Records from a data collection
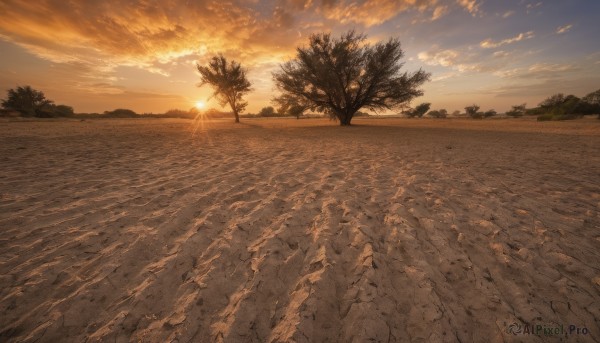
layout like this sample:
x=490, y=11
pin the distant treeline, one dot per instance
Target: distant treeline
x=555, y=107
x=28, y=102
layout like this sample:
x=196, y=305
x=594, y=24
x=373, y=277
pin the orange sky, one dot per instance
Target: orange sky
x=101, y=55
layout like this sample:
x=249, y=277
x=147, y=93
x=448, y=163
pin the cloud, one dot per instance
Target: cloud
x=470, y=6
x=563, y=29
x=507, y=14
x=370, y=12
x=438, y=12
x=538, y=71
x=489, y=43
x=449, y=58
x=532, y=6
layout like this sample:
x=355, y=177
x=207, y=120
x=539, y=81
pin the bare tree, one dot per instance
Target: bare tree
x=228, y=81
x=341, y=76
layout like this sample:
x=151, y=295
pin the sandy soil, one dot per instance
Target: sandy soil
x=293, y=231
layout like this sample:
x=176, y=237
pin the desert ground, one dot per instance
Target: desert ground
x=285, y=230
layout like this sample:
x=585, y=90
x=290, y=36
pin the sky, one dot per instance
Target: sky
x=98, y=55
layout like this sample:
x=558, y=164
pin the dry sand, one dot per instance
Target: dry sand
x=289, y=230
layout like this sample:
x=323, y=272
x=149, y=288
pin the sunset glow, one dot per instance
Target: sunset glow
x=96, y=56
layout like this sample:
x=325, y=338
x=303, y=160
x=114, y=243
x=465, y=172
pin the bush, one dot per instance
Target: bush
x=121, y=113
x=556, y=117
x=419, y=111
x=472, y=111
x=438, y=113
x=517, y=111
x=177, y=113
x=268, y=111
x=490, y=113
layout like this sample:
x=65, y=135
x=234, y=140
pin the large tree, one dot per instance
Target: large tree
x=339, y=76
x=26, y=100
x=228, y=81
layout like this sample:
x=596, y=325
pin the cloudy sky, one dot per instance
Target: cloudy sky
x=98, y=55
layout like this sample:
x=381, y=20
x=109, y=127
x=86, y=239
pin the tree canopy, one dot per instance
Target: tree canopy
x=339, y=76
x=27, y=101
x=228, y=81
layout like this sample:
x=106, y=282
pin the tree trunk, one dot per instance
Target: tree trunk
x=345, y=118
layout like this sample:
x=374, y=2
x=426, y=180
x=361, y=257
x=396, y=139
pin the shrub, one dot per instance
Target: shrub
x=268, y=111
x=545, y=117
x=419, y=111
x=490, y=113
x=438, y=113
x=472, y=111
x=120, y=113
x=517, y=111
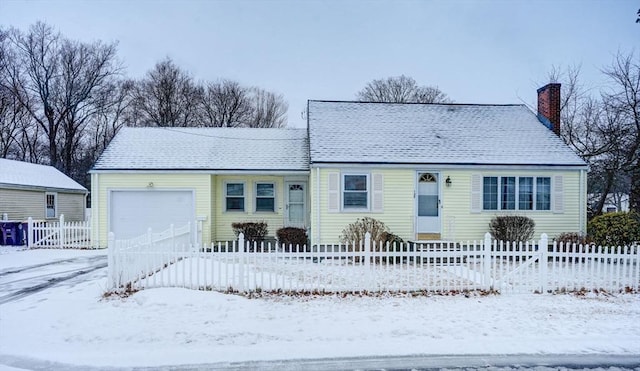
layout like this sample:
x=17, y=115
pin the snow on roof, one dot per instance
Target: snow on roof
x=263, y=149
x=359, y=132
x=25, y=174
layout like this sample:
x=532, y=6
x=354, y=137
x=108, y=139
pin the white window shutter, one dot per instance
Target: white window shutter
x=333, y=192
x=377, y=193
x=558, y=194
x=476, y=193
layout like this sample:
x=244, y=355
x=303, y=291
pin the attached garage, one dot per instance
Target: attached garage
x=133, y=212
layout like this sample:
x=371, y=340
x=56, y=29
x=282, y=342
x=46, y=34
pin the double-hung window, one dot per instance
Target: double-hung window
x=265, y=197
x=234, y=196
x=543, y=193
x=50, y=205
x=516, y=193
x=355, y=192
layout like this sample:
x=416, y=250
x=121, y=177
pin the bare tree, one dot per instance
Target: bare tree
x=400, y=89
x=590, y=127
x=269, y=110
x=166, y=96
x=55, y=80
x=226, y=104
x=623, y=100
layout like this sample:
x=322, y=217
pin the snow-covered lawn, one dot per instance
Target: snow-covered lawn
x=72, y=323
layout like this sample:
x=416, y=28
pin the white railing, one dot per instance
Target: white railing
x=409, y=267
x=60, y=234
x=135, y=259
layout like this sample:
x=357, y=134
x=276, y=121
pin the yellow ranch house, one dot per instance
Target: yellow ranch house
x=428, y=171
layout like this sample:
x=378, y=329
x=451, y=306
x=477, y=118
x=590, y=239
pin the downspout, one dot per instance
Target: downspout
x=582, y=203
x=317, y=207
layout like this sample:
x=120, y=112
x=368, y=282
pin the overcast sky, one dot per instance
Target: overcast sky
x=475, y=51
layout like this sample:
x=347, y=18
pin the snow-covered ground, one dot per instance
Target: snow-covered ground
x=73, y=324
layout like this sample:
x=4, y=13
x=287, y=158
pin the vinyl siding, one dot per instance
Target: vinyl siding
x=458, y=222
x=223, y=219
x=72, y=206
x=397, y=210
x=102, y=183
x=21, y=204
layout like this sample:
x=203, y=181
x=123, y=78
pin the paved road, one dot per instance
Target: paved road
x=418, y=363
x=24, y=281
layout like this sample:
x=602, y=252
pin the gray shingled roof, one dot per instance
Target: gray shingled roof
x=206, y=149
x=357, y=132
x=28, y=175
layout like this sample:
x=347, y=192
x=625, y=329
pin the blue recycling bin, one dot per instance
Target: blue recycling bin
x=12, y=233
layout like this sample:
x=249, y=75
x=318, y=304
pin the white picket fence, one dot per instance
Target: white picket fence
x=144, y=256
x=60, y=234
x=369, y=267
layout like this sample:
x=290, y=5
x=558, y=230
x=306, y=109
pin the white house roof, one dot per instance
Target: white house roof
x=246, y=149
x=358, y=132
x=27, y=175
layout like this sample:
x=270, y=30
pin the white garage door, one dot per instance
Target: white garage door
x=132, y=213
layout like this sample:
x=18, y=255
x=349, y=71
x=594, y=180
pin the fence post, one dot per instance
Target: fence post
x=241, y=250
x=367, y=261
x=149, y=236
x=172, y=233
x=486, y=255
x=30, y=233
x=61, y=236
x=543, y=247
x=111, y=246
x=367, y=249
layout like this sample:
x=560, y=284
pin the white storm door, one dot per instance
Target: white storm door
x=133, y=212
x=295, y=204
x=428, y=203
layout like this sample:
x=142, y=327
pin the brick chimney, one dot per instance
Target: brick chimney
x=549, y=106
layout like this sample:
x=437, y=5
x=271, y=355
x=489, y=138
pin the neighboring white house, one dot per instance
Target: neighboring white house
x=39, y=191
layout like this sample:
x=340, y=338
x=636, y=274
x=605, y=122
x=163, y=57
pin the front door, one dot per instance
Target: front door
x=428, y=203
x=295, y=204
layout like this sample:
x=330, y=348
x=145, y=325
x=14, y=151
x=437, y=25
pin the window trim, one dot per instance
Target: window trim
x=255, y=204
x=367, y=191
x=500, y=196
x=55, y=205
x=244, y=197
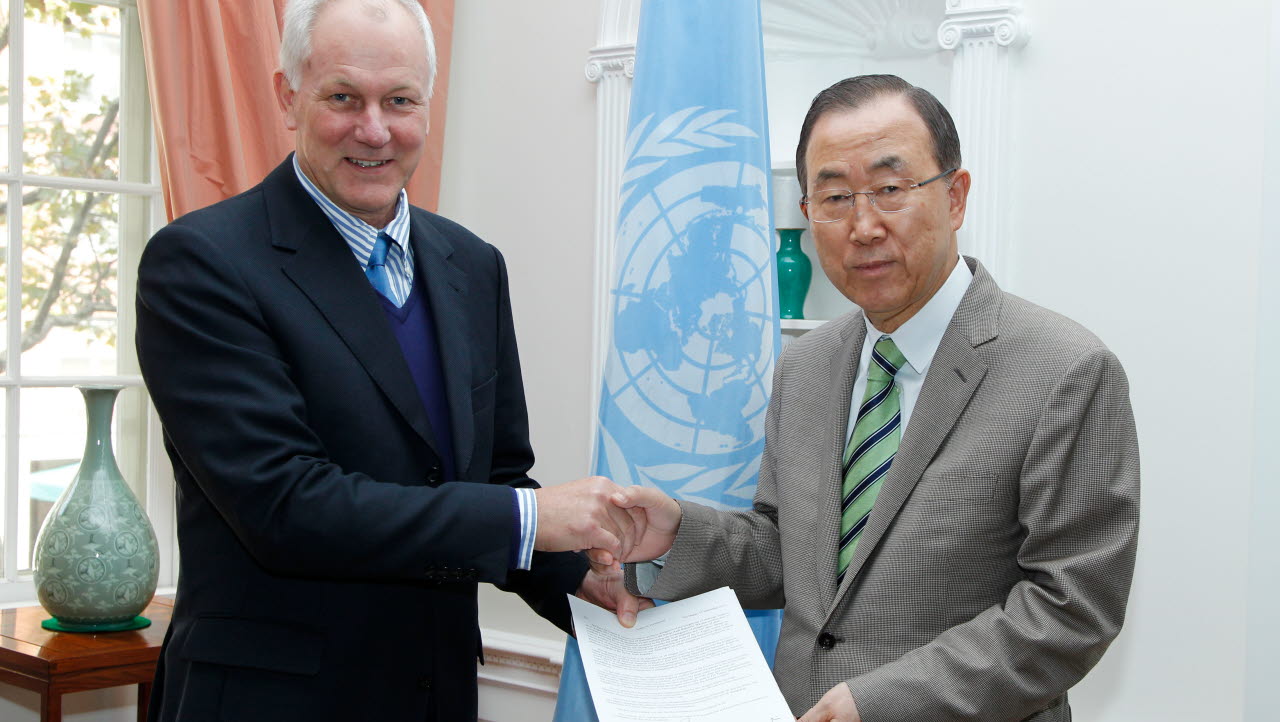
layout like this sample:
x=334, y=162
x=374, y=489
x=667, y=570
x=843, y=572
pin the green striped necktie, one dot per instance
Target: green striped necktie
x=871, y=447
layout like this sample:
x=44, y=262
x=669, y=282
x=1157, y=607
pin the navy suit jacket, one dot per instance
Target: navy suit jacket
x=328, y=569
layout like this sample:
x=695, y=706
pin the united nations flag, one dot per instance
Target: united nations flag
x=695, y=319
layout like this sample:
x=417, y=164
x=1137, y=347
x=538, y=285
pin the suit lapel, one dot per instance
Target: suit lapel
x=954, y=375
x=324, y=269
x=446, y=286
x=844, y=369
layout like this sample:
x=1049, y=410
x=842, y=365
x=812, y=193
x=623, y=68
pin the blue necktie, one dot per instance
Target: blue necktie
x=376, y=270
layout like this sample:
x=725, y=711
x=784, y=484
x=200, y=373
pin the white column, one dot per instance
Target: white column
x=611, y=65
x=983, y=35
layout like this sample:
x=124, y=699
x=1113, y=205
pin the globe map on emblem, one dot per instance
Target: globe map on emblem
x=693, y=332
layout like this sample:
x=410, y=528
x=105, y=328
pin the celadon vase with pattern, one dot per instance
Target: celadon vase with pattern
x=96, y=556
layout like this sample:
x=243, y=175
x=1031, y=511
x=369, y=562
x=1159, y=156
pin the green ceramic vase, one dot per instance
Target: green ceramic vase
x=96, y=556
x=795, y=272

**Aim**: Pictures excluded, quote all the data above exactly.

**Answer for this exercise**:
layout like this sample:
x=490, y=11
pin the distant treeline, one dot per instance
Target: distant treeline
x=555, y=107
x=28, y=102
layout like this sample:
x=196, y=305
x=594, y=24
x=373, y=277
pin the orange sky, one dot per instance
Target: orange sky
x=101, y=55
layout like this sample:
x=249, y=277
x=147, y=93
x=448, y=163
pin the cloud, one dot per instance
Target: cloud
x=470, y=6
x=563, y=29
x=507, y=14
x=370, y=12
x=438, y=12
x=538, y=71
x=489, y=43
x=449, y=58
x=532, y=6
layout like this sample:
x=355, y=177
x=207, y=120
x=539, y=81
pin the bare tree, one dot per instance
Target: bare tree
x=228, y=81
x=341, y=76
layout like this sample:
x=151, y=295
pin the sandy soil, one dot per instance
Target: sandy soil
x=293, y=231
layout like this sample:
x=176, y=237
pin the desert ground, one dot per instance
Target: desert ground
x=285, y=230
layout like this sample:
x=585, y=90
x=290, y=36
pin the sky, one dot per instance
Target: sky
x=98, y=55
layout like this sample:
x=558, y=164
pin the dry sand, one dot per instance
Target: dry sand
x=289, y=230
layout like this sample:
x=323, y=272
x=149, y=288
pin the sunset glow, one dot per instance
Target: sunset glow
x=96, y=56
layout like this sample:
x=325, y=338
x=303, y=160
x=114, y=243
x=465, y=172
pin the bush, one dot per instance
Target: bush
x=121, y=113
x=556, y=117
x=419, y=111
x=472, y=111
x=438, y=113
x=517, y=111
x=177, y=113
x=268, y=111
x=490, y=113
layout like this sample:
x=65, y=135
x=234, y=140
pin the large tree, one dot per instance
Target: large tree
x=339, y=76
x=26, y=100
x=228, y=81
layout like this sample:
x=596, y=325
pin the cloudy sky, one dot per instance
Target: cloudy sky
x=98, y=55
layout like this sample:
x=381, y=20
x=109, y=127
x=86, y=239
pin the tree canopy, one dot per instance
Target: tree canopy
x=339, y=76
x=27, y=101
x=228, y=81
layout like this sample:
x=106, y=282
pin the tree trunk, one dot per instance
Target: tree trunk
x=345, y=118
layout like this sample:
x=374, y=2
x=426, y=180
x=361, y=257
x=396, y=139
pin the shrub, one dot per instance
Target: shrub
x=268, y=111
x=545, y=117
x=419, y=111
x=490, y=113
x=438, y=113
x=472, y=111
x=120, y=113
x=517, y=111
layout like this sample:
x=17, y=115
pin the snow on roof, one dot per instance
Target: snow on roof
x=263, y=149
x=359, y=132
x=25, y=174
layout like this sample:
x=532, y=6
x=354, y=137
x=108, y=139
pin the white window shutter, one dot per instance
Target: white window shutter
x=333, y=192
x=377, y=193
x=558, y=194
x=476, y=193
layout like this sample:
x=244, y=355
x=303, y=291
pin the attached garage, one dot per instance
Target: attached garage
x=133, y=212
layout like this sample:
x=371, y=340
x=56, y=29
x=282, y=342
x=46, y=34
pin the double-hung window, one dot per instance
Target: double-hung window
x=265, y=197
x=234, y=196
x=543, y=193
x=50, y=205
x=516, y=193
x=355, y=192
layout like this sample:
x=416, y=250
x=121, y=177
pin the bare tree, one dot per instance
Target: bare tree
x=400, y=89
x=590, y=127
x=269, y=110
x=166, y=96
x=55, y=80
x=226, y=104
x=623, y=100
layout like this sample:
x=322, y=217
pin the snow-covered lawn, one dot per instance
Target: snow-covered lawn
x=72, y=323
layout like this sample:
x=416, y=28
pin the white railing, one dot per instance
Target: white railing
x=409, y=267
x=60, y=234
x=135, y=259
layout like this sample:
x=357, y=134
x=276, y=121
pin the yellow ranch house, one dot per instance
Target: yellow ranch house
x=428, y=171
layout like this sample:
x=378, y=329
x=451, y=306
x=477, y=118
x=590, y=239
pin the downspout, one dot per instance
Target: downspout
x=582, y=203
x=317, y=207
layout like this sample:
x=120, y=112
x=368, y=282
pin the overcast sky, one dot per instance
Target: overcast sky
x=475, y=51
layout like this sample:
x=347, y=18
pin the snow-covered ground, one dot per instance
Target: snow-covered ground
x=73, y=324
layout like this sample:
x=4, y=13
x=287, y=158
pin the vinyl siding, one dot per instance
Target: vinyl siding
x=458, y=222
x=223, y=219
x=72, y=206
x=397, y=210
x=102, y=183
x=21, y=204
layout like this sample:
x=203, y=181
x=123, y=78
pin the paved road, one dot per instance
Target: paved road
x=418, y=363
x=24, y=281
layout like this sample:
x=602, y=252
pin the gray shingled roof, one dot per instance
Target: gray shingled roof
x=206, y=149
x=357, y=132
x=28, y=175
layout like this sample:
x=347, y=192
x=625, y=329
pin the blue recycling bin, one dot per instance
Target: blue recycling bin
x=12, y=233
layout like this sample:
x=249, y=75
x=318, y=304
pin the white picket fence, one dot per instance
Target: white picket fence
x=144, y=256
x=60, y=234
x=369, y=267
layout like this sample:
x=290, y=5
x=558, y=230
x=306, y=109
pin the white house roof, one dot per instance
Target: white house roof
x=246, y=149
x=358, y=132
x=27, y=175
layout like this sample:
x=270, y=30
pin the white garage door, one dot per instance
Target: white garage door
x=132, y=213
layout like this sample:
x=18, y=255
x=349, y=71
x=594, y=180
pin the fence post, one dot per instance
Target: fence post
x=241, y=250
x=367, y=261
x=149, y=236
x=172, y=233
x=486, y=255
x=30, y=233
x=61, y=236
x=543, y=247
x=111, y=246
x=367, y=249
layout like this sample:
x=560, y=284
pin the white storm door, one dot per instance
Target: white storm door
x=133, y=212
x=295, y=204
x=428, y=203
layout like this sample:
x=142, y=327
pin the brick chimney, one dot per instance
Target: brick chimney
x=549, y=106
layout like this sample:
x=437, y=5
x=271, y=355
x=489, y=138
pin the neighboring white house, one dot per instance
Target: neighboring white house
x=39, y=191
layout like this sample:
x=340, y=338
x=636, y=274
x=605, y=122
x=163, y=57
pin the front door, one dot per instance
Target: front door
x=428, y=203
x=295, y=204
layout like this sample:
x=330, y=348
x=145, y=325
x=14, y=151
x=437, y=25
pin the window trim, one dot per instance
Target: window trim
x=255, y=204
x=367, y=191
x=500, y=196
x=55, y=205
x=244, y=197
layout like this sample:
x=334, y=162
x=374, y=489
x=667, y=570
x=843, y=572
pin the green striped necktie, one dot per instance
Target: green striped necktie
x=871, y=447
layout like this sample:
x=44, y=262
x=669, y=282
x=1157, y=607
pin the navy suit jacket, one dot per instance
Target: navy suit jacket
x=328, y=569
layout like this sample:
x=695, y=706
pin the united nations flag, one dot per instance
Target: united nations flag
x=695, y=319
layout like this sample:
x=417, y=164
x=1137, y=347
x=538, y=285
pin the suit lapel, one dot per instance
Target: suit lapel
x=954, y=375
x=324, y=269
x=446, y=286
x=844, y=369
layout like this sample:
x=1049, y=410
x=842, y=365
x=812, y=193
x=623, y=68
pin the blue necktie, one dot per instance
Target: blue necktie
x=376, y=270
layout like this sample:
x=725, y=711
x=784, y=484
x=200, y=373
pin the white column, one dot per instance
Target: white column
x=611, y=65
x=983, y=35
layout like this sample:
x=124, y=699
x=1113, y=205
pin the globe map on emblem, one dot per instance
Target: globe map on emblem
x=693, y=332
layout like this sample:
x=410, y=528
x=105, y=328
pin the celadon vase with pattern, one dot per instance
Target: celadon vase with pattern
x=96, y=556
layout like this sample:
x=243, y=175
x=1031, y=511
x=369, y=562
x=1159, y=156
pin the green ceramic vase, one dot per instance
Target: green ceramic vase
x=96, y=556
x=795, y=272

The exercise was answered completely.